### Quoted passage
In other words, the man who was never supposed to get a full copy of the investigation report would keep it, but the countries that commissioned the effort wouldn’t be able to do so, while the witnesses in the sensitive report, as well as their testimony, are now known to their boss.
At week’s end, Duque had apparently not offered a reply to the countries demanding access to the document .
Questions from Fox News to Duque and to Gurry himself about the disposition of the report had received no reply or acknowledgement before this article was published.
“It's past time for all this craziness to stop,” declared James Pooley, a U.S. patent attorney and former top WIPO official who launched a formal complaint against Gurry last year, which led to the WIPO director general’s investigation.
“WIPO is an agency owned by the Member States who created it,” Pooley added in a statement to Fox News. “They are Mr. Gurry's employer, entitled to know the facts of his behavior so that they can make an informed decision about what to do. For the sake of the witnesses, of the decent and dedicated WIPO staff, and of WIPO's integrity as an institution, the Member States need to act now to regain control.”
The fact is, however, that Gurry’s ability to surprise, outmaneuver and stonewall WIPO’s supposed nation-state owners over the past several years has provided numerous examples of the profound lack of control exercised by countries over supposedly subordinate U.N. institutions—and the ability of U.N. bureaucrats to make up their own rules and methods of behavior.
WIPO, an agency that manages the world’s treasure trove of patents, is unique among U.N. bodies, not only for its mission, but for the fact that it makes money through registration fees rather than through donations from member states—a key factor in Gurry’s ability to flout its membership. In 2014-2015 fully 94 percent of WIPO’s budget came from its own revenues.
In 2012, a Fox News investigation disclosed that Gurry had ordered the secretive shipment of sensitive computers and other equipment to North Korea and Iran, even though both countries were under U.N. sanctions for illegal nuclear weapons program.
A subsequent investigation ruled there were no express sanctions forbidding his action, though the probers also declared themselves flabbergasted that Gurry had not informed member states of his actions. No long afterward, Gurry suddenly decided to open WIPO offices in Russia and China without letting other member states know about the decision.
The actions that initially spawned the latest investigation fiasco took place in 2008, before Gurry held the top WIPO job, when he allegedly offered the office break-ins to seek DNA evidence that some his staffers had written anonymous letters against him.
Swiss legal authorities cleared the staffers of any involvement—but they discovered the illegal evidence used in the investigation in technical reports of the DNA samples. The issue festered internally to WIPO until Pooley made his formal complaint, because internal WIPO investigators all reported to Gurry. Eventually, WIPO member states turned to the U.N. Secretariat in New York to get an independent investigation going.
Gurry’s high-handedness and ferocious reaction to internal criticism, however, have for years made WIPO notorious among organizations that protect whistleblowers.
Last year, that led to State Department sanctions under a new law that sought to guarantee U.N. adherence to transparency and whistleblower protection. The State Department penalties amounted to 15 percent of U.S. government support for the agency--a piddling $375,000.
According to a State Department spokesman, the U.S. is still “deeply committed to advancing accountability, integrity, and transparency reforms throughout the U.N. system,” and “has worked to strengthen protections against whistleblower retaliation…to assure that whistleblowers can report wrongdoing without fear of reprisal.”
The shenanigans at WIPO don’t do much to support that assertion.
Indeed, if anything, they have so far undermined not only the State Department’s whistleblower efforts, but also the entire U.N. investigative process.

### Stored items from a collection

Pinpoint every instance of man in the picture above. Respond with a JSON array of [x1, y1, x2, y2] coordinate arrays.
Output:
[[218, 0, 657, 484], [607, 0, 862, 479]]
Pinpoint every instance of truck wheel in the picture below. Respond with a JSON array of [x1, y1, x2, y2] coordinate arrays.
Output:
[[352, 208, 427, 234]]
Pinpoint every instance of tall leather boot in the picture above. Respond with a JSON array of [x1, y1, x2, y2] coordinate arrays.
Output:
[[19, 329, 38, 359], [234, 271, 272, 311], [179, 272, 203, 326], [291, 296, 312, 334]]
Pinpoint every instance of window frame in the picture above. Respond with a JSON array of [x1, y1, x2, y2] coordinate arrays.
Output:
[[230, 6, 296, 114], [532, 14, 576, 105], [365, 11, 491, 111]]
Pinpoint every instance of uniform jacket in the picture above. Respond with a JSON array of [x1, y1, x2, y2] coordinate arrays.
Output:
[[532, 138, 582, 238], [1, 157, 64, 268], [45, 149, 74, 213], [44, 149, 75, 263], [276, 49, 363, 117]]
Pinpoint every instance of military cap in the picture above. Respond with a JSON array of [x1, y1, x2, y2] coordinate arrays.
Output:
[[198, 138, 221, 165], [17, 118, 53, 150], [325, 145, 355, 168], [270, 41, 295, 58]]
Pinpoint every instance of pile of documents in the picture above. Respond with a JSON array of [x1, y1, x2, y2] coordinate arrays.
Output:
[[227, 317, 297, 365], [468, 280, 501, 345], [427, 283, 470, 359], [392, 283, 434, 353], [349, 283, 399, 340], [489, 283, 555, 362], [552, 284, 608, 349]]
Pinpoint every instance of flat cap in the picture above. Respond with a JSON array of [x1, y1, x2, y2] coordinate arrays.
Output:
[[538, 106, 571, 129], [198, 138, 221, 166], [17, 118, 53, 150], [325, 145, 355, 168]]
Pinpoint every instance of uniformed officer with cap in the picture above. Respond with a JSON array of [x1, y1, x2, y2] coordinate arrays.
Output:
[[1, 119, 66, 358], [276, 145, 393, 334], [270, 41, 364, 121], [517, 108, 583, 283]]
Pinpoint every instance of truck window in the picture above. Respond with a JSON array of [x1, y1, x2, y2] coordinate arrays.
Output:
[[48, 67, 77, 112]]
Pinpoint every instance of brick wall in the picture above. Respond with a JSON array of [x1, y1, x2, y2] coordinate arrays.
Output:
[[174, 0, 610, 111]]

...

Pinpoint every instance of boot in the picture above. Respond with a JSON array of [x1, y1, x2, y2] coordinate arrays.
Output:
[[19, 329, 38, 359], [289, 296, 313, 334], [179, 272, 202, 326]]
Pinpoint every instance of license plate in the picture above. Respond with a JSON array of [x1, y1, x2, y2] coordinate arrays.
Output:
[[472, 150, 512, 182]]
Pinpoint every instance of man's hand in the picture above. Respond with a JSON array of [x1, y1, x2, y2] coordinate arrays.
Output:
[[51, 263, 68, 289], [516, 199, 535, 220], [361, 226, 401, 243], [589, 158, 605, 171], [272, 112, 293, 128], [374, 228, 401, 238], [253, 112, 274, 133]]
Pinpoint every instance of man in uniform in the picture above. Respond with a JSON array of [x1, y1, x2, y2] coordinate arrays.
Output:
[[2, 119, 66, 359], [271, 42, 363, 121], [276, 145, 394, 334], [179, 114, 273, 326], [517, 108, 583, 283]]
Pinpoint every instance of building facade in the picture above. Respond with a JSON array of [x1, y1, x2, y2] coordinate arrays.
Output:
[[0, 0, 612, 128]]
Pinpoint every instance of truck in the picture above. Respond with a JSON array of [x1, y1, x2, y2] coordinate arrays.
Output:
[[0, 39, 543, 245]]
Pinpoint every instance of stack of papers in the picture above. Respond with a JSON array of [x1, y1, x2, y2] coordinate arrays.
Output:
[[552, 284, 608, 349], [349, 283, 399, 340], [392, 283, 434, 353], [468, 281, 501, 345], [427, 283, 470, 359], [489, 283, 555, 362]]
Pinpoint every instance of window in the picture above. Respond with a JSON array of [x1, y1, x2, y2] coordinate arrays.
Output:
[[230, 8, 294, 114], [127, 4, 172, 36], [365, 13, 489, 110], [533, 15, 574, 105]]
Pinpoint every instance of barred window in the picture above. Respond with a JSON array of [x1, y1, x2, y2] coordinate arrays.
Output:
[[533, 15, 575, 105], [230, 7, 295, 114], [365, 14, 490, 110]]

### Tasks to carry out
(a) Transcribe the portion of the WIPO article starting at "At week’s end, Duque" and ending at "article was published.".
(b) For each statement below, state whether it agrees with the WIPO article, answering yes or no and quoting the deciding words of the article: (i) In 2014-2015, 94 percent of WIPO's budget came from its own revenues. (ii) The State Department penalties amounted to 25 percent of U.S. government support for the agency. (iii) Swiss legal authorities found the staffers to have been involved.

### Responses
(a)
At week’s end, Duque had apparently not offered a reply to the countries demanding access to the document .
Questions from Fox News to Duque and to Gurry himself about the disposition of the report had received no reply or acknowledgement before this article was published.

(b)
(i) Yes: "In 2014-2015 fully 94 percent of WIPO’s budget came from its own revenues."
(ii) No: "The State Department penalties amounted to 15 percent of U.S. government support for the agency--a piddling $375,000."
(iii) No: "Swiss legal authorities cleared the staffers of any involvement"